• [Set task]: Copy out each line in the listing below that has the word "foliage" in it.

• [Exercise input]:

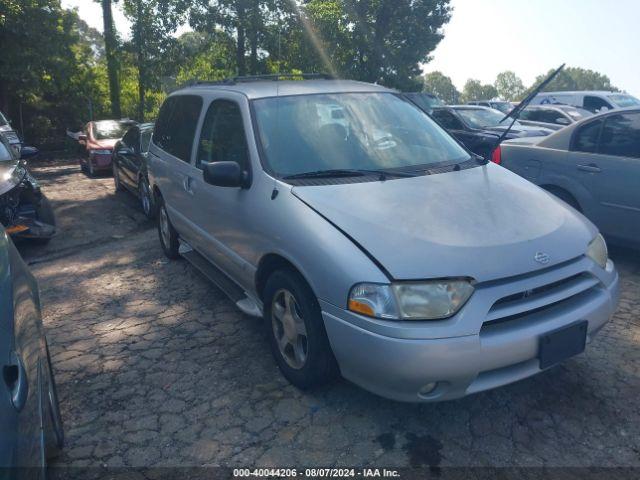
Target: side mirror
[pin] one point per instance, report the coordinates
(225, 174)
(28, 152)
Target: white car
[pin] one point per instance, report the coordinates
(594, 101)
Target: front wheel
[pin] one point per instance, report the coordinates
(296, 333)
(54, 434)
(166, 232)
(116, 179)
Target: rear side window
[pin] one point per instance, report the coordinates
(223, 137)
(586, 138)
(621, 136)
(176, 126)
(130, 138)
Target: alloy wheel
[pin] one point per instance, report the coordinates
(289, 329)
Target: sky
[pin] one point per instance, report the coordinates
(529, 37)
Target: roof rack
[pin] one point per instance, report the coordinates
(264, 78)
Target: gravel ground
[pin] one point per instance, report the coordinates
(155, 367)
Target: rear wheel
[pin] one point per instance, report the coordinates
(296, 333)
(54, 433)
(168, 235)
(116, 179)
(146, 199)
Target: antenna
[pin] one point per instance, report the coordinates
(515, 113)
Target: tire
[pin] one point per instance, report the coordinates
(116, 179)
(146, 198)
(54, 429)
(45, 214)
(166, 232)
(310, 363)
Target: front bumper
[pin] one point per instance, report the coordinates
(398, 361)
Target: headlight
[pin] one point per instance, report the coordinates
(430, 300)
(597, 251)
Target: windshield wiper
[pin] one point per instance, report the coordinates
(348, 172)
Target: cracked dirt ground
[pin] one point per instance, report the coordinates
(155, 367)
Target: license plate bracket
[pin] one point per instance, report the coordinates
(562, 344)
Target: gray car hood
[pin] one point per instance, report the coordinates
(484, 222)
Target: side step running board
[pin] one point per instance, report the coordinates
(246, 304)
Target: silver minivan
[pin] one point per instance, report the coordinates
(371, 242)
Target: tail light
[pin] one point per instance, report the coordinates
(496, 155)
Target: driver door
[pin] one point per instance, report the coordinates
(221, 213)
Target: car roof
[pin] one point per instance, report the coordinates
(272, 88)
(581, 92)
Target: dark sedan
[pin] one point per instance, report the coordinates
(478, 128)
(554, 117)
(130, 165)
(30, 424)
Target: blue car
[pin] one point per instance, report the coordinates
(30, 423)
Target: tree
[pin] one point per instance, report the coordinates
(575, 78)
(372, 37)
(442, 87)
(152, 24)
(509, 86)
(111, 47)
(474, 90)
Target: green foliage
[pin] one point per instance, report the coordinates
(442, 87)
(509, 86)
(474, 90)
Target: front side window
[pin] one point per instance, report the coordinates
(621, 136)
(109, 130)
(595, 104)
(375, 131)
(176, 126)
(586, 138)
(145, 140)
(223, 137)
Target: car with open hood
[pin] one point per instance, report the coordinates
(372, 244)
(25, 211)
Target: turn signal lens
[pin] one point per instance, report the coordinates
(359, 307)
(496, 155)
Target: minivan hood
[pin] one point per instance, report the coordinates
(484, 222)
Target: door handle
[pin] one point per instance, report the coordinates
(592, 168)
(15, 377)
(187, 183)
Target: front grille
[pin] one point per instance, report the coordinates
(526, 303)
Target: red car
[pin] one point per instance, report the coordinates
(98, 140)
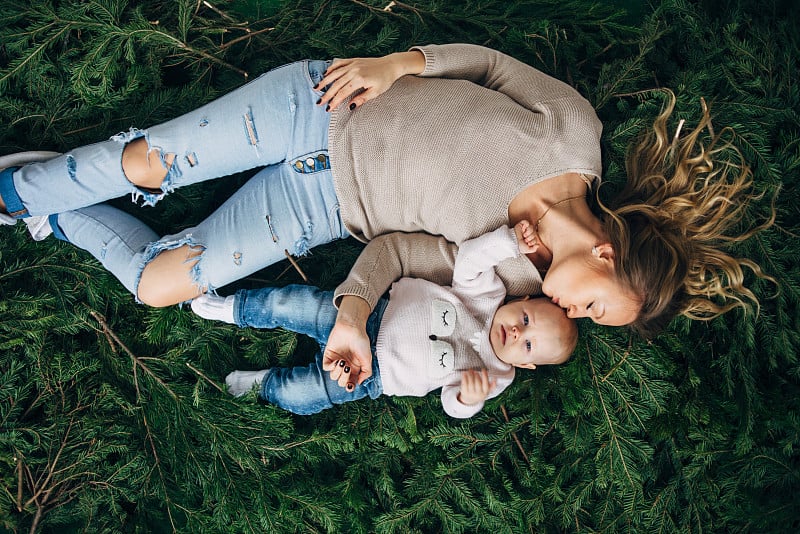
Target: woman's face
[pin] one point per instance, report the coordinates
(587, 286)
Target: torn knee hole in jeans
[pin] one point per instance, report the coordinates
(150, 196)
(196, 271)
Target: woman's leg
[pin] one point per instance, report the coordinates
(280, 209)
(302, 309)
(115, 238)
(305, 310)
(269, 120)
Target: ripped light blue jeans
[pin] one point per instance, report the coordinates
(310, 311)
(271, 122)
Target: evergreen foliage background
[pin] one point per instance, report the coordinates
(112, 417)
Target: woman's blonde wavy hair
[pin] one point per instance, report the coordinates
(684, 197)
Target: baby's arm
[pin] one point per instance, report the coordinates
(454, 398)
(475, 386)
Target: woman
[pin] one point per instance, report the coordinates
(475, 140)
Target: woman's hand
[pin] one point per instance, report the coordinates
(475, 386)
(372, 76)
(348, 353)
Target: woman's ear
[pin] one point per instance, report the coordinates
(603, 251)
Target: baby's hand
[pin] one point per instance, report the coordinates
(475, 386)
(527, 238)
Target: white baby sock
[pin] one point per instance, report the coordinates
(242, 382)
(214, 307)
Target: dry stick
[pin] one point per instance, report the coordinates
(249, 35)
(51, 470)
(514, 435)
(19, 482)
(110, 335)
(217, 11)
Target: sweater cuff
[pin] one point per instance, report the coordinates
(430, 60)
(347, 288)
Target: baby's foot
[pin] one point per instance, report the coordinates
(243, 382)
(214, 307)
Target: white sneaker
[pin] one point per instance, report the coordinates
(214, 307)
(39, 226)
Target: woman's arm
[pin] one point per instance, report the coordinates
(373, 75)
(389, 257)
(385, 259)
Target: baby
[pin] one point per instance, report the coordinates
(462, 338)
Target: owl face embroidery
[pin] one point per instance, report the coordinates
(442, 358)
(443, 318)
(443, 323)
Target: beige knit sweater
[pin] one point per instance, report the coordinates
(445, 153)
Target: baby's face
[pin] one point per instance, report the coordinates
(525, 332)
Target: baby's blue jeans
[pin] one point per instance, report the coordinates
(310, 311)
(271, 122)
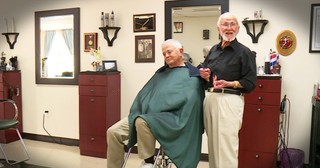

• [Answer to this task]:
Target: green foliage
Target: evergreen foliage background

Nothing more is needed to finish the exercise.